▶ _Work task_
Output all of the records again, exactly as written.

▶ _Listed entries_
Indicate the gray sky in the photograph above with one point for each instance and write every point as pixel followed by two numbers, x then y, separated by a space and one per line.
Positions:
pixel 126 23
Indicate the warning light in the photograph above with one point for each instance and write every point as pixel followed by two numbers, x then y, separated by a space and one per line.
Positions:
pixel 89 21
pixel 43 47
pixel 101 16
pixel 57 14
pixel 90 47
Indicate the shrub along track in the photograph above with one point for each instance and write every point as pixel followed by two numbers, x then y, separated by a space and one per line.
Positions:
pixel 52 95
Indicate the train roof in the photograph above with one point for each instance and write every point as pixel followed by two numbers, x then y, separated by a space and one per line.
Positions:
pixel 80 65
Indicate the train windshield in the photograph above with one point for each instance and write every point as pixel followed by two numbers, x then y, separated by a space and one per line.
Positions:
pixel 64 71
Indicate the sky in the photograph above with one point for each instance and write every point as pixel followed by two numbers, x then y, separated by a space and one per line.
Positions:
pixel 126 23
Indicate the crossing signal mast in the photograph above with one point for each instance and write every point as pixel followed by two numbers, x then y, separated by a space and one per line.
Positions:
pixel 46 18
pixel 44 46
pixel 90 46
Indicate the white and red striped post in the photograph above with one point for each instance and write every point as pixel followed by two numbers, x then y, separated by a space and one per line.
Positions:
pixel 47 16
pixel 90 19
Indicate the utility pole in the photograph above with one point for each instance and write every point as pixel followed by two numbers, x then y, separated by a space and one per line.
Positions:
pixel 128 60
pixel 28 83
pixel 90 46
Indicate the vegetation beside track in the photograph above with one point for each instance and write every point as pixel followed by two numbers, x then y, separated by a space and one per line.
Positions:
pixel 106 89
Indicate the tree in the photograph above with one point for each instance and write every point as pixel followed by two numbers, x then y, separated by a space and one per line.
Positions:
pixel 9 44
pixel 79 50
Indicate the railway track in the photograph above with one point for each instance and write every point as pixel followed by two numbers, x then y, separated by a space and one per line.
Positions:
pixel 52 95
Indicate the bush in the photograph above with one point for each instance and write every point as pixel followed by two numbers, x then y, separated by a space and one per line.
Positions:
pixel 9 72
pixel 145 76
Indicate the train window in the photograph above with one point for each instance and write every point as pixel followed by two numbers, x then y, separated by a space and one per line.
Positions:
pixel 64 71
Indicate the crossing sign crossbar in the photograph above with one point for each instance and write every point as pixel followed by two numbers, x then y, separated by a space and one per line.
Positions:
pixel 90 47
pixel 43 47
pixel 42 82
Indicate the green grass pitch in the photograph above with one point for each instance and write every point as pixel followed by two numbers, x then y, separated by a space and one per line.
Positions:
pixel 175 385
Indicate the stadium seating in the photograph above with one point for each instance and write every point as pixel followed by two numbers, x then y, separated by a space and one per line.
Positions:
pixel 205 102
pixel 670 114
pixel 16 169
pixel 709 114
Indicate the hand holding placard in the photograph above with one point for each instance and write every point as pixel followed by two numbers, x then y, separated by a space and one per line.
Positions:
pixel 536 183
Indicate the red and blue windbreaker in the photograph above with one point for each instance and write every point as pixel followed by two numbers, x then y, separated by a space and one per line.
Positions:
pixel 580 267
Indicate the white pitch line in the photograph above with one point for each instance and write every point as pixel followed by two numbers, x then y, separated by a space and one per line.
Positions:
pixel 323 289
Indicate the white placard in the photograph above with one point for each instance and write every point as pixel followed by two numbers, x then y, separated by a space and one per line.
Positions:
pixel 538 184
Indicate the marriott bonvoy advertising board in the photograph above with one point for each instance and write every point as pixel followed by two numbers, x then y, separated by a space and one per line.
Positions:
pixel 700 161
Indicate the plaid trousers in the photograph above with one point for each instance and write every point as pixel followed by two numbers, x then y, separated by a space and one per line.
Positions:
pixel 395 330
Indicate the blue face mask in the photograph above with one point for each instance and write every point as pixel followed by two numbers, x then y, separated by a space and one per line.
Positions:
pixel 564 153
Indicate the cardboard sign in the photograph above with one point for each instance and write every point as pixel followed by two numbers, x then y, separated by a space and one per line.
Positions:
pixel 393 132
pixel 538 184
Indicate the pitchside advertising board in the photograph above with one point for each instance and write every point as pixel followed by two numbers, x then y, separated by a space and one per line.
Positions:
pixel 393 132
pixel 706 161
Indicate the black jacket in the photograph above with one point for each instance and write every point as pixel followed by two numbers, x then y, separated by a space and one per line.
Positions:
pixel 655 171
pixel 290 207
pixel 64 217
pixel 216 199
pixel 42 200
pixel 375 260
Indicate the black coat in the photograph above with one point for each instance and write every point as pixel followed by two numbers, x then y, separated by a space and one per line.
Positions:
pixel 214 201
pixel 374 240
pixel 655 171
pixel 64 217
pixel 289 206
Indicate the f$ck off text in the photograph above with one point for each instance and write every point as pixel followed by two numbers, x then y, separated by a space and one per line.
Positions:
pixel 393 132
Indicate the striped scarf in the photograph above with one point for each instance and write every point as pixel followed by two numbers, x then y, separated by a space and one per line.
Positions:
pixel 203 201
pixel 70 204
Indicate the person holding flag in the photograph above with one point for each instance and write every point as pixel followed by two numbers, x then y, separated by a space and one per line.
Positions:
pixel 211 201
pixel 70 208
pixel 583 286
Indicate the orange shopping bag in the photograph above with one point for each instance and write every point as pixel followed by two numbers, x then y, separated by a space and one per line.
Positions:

▶ _Exercise result_
Indicate the gray sky in the photograph above with one point for each instance and write every point as pixel followed by two numbers, x then y, separated by a space and one per line.
Positions:
pixel 126 23
Indicate the warning light in the photograph above with one point for each instance and write every point as pixel followed by two numbers, x then y, separated by a space and one per line.
Positions:
pixel 89 21
pixel 43 47
pixel 101 16
pixel 57 14
pixel 90 47
Indicate the shrub along track in the photograph above with one point for each instance and write every point as pixel followed by two numbers, x then y, separated by a space and one per line.
Positions:
pixel 52 95
Indicate the train roof in the photograph above with one point for each instance and write every point as pixel followed by two numbers, x then y, separated by a space and one per line.
Positions:
pixel 80 65
Indicate the train windshield in the photograph above with one point for each instance and write every point as pixel followed by two numbers, x then y, separated by a space and one per line.
Positions:
pixel 64 71
Indicate the sky in the photograph above with one point for each instance and write every point as pixel followed by two numbers, x then y, separated by a space and one per line.
Positions:
pixel 126 23
Indicate the crossing signal mast in the photograph above with one point for each instance and write every point as pixel followed by two numbers, x then y, separated by a space and one per line.
Positions:
pixel 46 18
pixel 44 46
pixel 90 46
Indicate the white and red striped post in the photograph above with one point for each instance and write every point as pixel followed by two numbers, x then y, separated by a space and one per line.
Positions:
pixel 47 16
pixel 90 19
Indicate the utility pole in the photograph above with one point for each instance and write every point as pixel followed by two numbers, x then y, separated by a space and one per line.
Positions:
pixel 128 60
pixel 28 83
pixel 90 46
Indicate the vegetation beside track in the photograph above with one point for each instance and write every point as pixel followed by two numbers, x then y, separated by a space and one per line.
Positions:
pixel 106 89
Indicate the tree in the photograph above with one point for each instance and write every point as pixel followed by two numbers, x then y, separated by a space and one per line.
Positions:
pixel 9 44
pixel 79 50
Indicate the railway track in the photograph above with one point for each instance and write every point as pixel followed by two numbers, x then y, separated by a space and one per line.
Positions:
pixel 52 95
Indicate the bush in the photograph above with one point for each instance and write every point as pixel followed by two numbers, x then y, separated by a space and one per line.
Positions:
pixel 9 72
pixel 145 76
Indicate the train window in the photograph above with one point for each instance and write every point as pixel followed by two numbers, x then y, separated by a space and one per line.
Positions:
pixel 64 71
Indicate the crossing sign crossbar in the photograph above with one point for each instance and write every point as pixel followed by two numbers, x then y, separated by a space and one per line.
Positions:
pixel 90 47
pixel 43 47
pixel 42 82
Indicate the green grass pitch in the photograph above with one point for each instance and write every point as pixel followed by two numbers, x then y, separated by a space and one per line.
Positions:
pixel 175 385
Indicate the stadium seating in the photograph above with one point for each instance and write every point as pixel followed by two numbers, x then y, separated by a space and one per line.
Positions:
pixel 205 102
pixel 670 114
pixel 16 169
pixel 709 114
Indicate the hand holding placard in the photograph above with one point for each instance and write every point as pixel followed by two numbers, x then y, separated by a space and one per line.
Positions:
pixel 536 183
Indicate the red and blue windbreaker in the photograph above with one point for each instance and write every point as pixel followed by two numbers, x then y, separated by a space and one per line.
Positions:
pixel 580 267
Indicate the white pitch line in the photograph above with one point for each instance and write every point as pixel followed by two numbers, x then y, separated by a space and one per line.
Positions:
pixel 323 289
Indicate the white placard in the photograph above with one point for each instance and write every point as pixel followed by two numbers, x then y, separated by a space and one per line.
Positions:
pixel 538 184
Indicate the marriott bonvoy advertising board in the photograph above with one point for each instance and write every point as pixel followed by two numbers, x then y, separated by a space and one per line.
Positions:
pixel 700 161
Indicate the plaid trousers in the photograph above with one point for each instance and write every point as pixel followed by two numbers, x then y, separated by a space and one per line.
Positions:
pixel 395 330
Indicate the blue face mask in the photograph above with one point for each instance and write every point as pixel followed by two numbers, x then y, separated by a space and one per line.
Positions:
pixel 564 153
Indicate the cardboard sign in the photograph above with one point for each instance and write every point as pixel followed by two numbers, x then y, separated by a space and one per line.
Positions:
pixel 393 132
pixel 538 184
Indicate the pitchside advertising board in the photograph above with one point for each instance and write every point as pixel followed by two numbers, x then y, separated by a space and one per line.
Positions:
pixel 393 132
pixel 706 161
Indicate the black jacket in the photograph above with one point for each instance and write every point as pixel followed by two numbers, x then y, separated by a space and one per line.
Positions:
pixel 655 171
pixel 290 207
pixel 64 217
pixel 216 199
pixel 42 200
pixel 375 260
Indicate the black coat in the photograph above with one point for each instance and write every point as pixel followed by two numbers, x then y, separated by a space and one per line.
Positions:
pixel 214 201
pixel 374 240
pixel 655 171
pixel 64 217
pixel 289 206
Indicate the f$ck off text in the photograph above with one point for each instance and write every point as pixel followed by two numbers, x then y, separated by a space and one per line.
Positions:
pixel 393 132
Indicate the striped scarf in the photograph above with one point for each instance and write every point as pixel followed by two numbers, x then y, separated by a space and one per line.
Positions:
pixel 203 201
pixel 70 204
Indicate the person holding flag in the photograph above with one point for each instance and write every point as pixel followed by two numbers, x then y, separated by a space and one per line.
Positions:
pixel 211 201
pixel 70 208
pixel 583 286
Indicate the orange shopping bag in the photograph above with one point for each instance and write every point as pixel followed by two numbers, x then y, separated by a space and one per line.
Positions:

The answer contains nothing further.